WHAT NEEDS TO BE DONE: Filter the listing below for "high" and report every line that has it.
==============================
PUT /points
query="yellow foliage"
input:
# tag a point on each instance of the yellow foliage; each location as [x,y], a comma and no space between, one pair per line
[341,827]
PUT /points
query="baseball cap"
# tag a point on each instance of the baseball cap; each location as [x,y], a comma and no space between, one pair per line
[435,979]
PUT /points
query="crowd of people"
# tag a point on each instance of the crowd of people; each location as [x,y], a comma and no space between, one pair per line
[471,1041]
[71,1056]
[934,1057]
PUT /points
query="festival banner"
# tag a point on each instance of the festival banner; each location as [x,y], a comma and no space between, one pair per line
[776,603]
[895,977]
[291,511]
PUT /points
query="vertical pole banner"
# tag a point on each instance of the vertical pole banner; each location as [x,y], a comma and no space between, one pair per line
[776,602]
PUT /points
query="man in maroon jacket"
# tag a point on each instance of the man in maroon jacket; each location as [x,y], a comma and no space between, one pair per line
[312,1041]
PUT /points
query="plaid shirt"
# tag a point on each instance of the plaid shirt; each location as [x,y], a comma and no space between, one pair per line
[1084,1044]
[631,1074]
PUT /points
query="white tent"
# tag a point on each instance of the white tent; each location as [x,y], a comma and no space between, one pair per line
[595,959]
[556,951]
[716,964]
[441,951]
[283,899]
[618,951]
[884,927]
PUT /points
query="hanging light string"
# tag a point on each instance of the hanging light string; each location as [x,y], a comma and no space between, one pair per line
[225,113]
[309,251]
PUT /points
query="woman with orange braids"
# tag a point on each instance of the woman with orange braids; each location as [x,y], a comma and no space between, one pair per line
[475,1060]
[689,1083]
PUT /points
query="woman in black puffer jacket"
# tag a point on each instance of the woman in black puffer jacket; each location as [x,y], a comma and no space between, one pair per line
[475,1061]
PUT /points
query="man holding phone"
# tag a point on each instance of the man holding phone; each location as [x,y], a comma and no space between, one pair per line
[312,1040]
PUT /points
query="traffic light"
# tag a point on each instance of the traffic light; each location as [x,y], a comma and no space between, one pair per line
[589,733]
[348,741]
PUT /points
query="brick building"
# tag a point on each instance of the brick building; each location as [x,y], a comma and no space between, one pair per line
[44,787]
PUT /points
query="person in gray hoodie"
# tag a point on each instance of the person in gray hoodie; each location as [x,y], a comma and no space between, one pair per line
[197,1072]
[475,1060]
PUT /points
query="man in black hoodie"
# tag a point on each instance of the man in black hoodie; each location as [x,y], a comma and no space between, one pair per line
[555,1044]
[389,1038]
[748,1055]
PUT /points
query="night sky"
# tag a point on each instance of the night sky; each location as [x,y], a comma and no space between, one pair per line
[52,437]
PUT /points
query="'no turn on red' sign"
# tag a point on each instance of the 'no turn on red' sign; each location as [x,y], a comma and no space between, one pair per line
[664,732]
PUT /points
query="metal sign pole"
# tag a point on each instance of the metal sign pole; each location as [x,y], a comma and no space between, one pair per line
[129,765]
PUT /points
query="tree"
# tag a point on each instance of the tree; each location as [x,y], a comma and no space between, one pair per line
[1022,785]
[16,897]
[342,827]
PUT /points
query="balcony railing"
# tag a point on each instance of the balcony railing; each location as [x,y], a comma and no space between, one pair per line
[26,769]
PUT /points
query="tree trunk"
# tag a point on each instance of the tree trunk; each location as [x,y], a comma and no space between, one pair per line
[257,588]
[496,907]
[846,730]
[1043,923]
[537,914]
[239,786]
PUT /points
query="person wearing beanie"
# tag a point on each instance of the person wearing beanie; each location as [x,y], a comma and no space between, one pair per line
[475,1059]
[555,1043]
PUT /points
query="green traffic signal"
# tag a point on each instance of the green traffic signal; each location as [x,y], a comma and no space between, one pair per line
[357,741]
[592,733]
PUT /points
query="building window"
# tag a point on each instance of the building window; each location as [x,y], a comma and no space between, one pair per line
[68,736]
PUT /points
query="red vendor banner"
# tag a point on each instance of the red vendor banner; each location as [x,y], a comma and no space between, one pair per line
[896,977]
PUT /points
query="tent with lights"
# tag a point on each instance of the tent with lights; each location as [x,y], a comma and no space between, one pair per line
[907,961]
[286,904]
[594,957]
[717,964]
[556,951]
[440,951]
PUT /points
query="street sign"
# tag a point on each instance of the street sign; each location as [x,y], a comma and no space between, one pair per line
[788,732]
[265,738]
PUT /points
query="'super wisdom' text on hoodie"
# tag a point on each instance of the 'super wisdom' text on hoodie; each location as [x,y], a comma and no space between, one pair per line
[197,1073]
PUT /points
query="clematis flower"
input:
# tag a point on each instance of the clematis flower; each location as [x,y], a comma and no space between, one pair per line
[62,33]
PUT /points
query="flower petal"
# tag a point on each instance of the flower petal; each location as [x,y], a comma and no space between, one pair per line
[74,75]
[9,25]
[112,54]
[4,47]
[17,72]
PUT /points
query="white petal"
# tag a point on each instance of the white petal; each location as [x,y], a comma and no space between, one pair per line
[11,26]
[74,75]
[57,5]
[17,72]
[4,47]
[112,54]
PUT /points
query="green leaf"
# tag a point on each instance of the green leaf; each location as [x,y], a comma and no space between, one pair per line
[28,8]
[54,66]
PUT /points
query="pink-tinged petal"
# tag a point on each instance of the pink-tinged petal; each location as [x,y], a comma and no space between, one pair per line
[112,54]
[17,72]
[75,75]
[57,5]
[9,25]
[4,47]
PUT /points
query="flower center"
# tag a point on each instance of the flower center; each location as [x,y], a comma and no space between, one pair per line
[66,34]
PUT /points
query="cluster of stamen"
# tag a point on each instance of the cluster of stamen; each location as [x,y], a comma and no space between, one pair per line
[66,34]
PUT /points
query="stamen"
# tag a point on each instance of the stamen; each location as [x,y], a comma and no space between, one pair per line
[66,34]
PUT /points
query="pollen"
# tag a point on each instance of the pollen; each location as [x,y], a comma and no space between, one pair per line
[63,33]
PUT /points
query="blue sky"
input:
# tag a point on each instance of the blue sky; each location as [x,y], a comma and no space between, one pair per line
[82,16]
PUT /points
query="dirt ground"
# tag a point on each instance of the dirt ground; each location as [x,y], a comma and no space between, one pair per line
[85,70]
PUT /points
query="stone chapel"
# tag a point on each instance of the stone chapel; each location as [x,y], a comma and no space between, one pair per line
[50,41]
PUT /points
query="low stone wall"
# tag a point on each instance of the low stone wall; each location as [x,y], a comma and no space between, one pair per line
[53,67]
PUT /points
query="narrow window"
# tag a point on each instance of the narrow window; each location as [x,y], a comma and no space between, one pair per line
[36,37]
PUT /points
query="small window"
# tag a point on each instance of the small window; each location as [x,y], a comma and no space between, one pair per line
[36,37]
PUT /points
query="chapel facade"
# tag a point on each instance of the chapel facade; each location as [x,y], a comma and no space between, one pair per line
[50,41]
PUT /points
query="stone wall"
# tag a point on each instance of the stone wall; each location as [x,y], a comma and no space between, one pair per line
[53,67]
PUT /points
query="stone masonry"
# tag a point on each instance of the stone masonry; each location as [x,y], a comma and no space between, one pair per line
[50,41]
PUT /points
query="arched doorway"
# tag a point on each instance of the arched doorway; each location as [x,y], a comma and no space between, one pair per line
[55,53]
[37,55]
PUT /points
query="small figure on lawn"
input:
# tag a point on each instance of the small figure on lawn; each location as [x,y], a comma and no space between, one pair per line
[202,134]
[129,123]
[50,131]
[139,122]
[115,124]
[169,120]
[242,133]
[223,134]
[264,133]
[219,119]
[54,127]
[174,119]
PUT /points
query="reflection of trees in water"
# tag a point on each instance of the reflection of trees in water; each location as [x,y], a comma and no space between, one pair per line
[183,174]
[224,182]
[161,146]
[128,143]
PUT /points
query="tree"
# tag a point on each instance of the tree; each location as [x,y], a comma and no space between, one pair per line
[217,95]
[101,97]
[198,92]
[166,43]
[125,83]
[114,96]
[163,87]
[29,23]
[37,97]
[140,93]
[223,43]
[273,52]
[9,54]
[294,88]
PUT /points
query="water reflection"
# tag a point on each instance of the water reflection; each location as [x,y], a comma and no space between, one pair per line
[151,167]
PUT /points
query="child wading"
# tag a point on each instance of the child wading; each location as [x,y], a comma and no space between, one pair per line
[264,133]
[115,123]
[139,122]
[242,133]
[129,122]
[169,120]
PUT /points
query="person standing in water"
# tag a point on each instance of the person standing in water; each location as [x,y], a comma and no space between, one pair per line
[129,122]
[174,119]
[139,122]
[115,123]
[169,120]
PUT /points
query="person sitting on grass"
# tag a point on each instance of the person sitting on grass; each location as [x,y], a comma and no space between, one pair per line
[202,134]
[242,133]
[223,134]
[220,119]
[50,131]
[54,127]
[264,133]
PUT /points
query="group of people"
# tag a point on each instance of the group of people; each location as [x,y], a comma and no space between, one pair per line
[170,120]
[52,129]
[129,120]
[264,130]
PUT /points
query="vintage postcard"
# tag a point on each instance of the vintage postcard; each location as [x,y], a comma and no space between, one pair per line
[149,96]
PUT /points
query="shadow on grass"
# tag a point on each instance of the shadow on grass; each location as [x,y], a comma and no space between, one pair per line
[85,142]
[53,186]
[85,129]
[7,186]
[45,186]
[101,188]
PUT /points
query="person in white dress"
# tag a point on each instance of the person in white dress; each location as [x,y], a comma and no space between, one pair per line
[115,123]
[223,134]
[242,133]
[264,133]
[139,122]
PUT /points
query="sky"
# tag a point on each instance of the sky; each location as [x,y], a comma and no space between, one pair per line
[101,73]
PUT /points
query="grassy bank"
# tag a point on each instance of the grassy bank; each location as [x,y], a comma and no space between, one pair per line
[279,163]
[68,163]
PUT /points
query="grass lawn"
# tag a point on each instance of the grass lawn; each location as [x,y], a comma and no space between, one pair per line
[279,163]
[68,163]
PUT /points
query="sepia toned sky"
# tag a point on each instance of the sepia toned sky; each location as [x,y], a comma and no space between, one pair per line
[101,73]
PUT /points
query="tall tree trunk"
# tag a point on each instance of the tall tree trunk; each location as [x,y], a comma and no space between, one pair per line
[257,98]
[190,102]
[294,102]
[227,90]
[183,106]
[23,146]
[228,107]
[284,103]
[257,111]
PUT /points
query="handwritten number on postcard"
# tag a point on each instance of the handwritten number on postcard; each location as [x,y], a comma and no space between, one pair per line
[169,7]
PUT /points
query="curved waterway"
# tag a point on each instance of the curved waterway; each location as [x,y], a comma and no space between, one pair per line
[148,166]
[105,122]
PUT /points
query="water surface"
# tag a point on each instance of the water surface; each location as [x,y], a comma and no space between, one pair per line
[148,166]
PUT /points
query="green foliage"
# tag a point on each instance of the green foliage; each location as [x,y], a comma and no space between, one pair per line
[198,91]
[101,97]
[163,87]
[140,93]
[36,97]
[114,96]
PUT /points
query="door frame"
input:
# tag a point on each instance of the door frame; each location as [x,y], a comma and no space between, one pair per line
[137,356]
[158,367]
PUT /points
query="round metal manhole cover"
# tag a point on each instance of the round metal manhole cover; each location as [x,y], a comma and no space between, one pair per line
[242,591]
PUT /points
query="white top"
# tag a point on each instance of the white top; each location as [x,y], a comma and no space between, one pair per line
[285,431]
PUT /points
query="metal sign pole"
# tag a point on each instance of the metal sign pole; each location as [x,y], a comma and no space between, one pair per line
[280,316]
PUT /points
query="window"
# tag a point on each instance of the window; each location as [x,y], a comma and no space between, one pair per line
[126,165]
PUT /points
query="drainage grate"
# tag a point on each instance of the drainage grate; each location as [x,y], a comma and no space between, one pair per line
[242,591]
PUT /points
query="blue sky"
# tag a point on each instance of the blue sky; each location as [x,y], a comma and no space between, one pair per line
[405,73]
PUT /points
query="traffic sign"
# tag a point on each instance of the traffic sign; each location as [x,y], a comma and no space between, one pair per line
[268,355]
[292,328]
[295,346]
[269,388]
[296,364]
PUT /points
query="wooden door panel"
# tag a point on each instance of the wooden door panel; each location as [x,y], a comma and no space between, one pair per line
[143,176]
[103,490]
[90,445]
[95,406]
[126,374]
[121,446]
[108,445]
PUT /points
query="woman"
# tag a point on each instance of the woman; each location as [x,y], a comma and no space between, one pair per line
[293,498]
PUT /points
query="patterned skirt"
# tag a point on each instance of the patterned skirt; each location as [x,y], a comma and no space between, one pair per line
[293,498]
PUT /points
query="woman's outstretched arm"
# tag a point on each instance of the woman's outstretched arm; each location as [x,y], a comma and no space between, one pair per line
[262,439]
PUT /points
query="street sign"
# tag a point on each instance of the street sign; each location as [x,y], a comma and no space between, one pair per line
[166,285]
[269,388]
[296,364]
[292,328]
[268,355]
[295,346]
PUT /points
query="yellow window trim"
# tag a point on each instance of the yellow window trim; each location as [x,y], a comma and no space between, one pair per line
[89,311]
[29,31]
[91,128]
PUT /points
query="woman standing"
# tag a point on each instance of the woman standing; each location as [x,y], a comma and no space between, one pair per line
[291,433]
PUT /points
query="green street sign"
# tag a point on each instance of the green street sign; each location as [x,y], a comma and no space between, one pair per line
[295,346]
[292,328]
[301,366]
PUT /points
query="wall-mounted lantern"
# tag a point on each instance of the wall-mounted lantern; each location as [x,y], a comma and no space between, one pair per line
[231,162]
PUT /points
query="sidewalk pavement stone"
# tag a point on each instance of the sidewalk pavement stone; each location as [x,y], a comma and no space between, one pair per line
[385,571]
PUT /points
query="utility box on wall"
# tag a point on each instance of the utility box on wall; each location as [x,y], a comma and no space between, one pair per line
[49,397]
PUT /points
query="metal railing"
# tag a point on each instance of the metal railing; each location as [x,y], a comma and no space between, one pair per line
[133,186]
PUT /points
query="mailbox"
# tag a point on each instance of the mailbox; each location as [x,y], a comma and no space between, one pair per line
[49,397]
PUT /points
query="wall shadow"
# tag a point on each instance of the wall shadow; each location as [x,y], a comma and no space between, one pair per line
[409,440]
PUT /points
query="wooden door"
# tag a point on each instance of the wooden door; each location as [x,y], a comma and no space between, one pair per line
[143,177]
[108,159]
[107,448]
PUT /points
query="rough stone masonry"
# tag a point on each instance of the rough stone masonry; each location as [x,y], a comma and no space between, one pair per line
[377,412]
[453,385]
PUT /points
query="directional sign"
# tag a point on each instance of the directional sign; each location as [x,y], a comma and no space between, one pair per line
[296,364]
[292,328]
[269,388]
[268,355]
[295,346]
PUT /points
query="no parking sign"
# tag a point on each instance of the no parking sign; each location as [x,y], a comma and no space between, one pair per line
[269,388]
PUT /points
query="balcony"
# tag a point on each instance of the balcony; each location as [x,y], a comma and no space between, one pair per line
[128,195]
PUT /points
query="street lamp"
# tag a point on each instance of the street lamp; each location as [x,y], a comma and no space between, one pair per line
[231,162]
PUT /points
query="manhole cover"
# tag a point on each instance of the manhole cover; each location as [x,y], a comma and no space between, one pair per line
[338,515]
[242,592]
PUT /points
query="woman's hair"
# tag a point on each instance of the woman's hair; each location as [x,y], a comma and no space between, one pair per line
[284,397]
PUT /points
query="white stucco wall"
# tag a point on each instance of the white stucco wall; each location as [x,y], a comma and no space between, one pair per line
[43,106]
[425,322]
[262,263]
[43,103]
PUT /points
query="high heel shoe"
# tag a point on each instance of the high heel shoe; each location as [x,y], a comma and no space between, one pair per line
==============================
EXERCISE ANSWER:
query="high heel shoe"
# tag a point on each instance of the high heel shoe; each location as [x,y], a comma and no space between, one pair per line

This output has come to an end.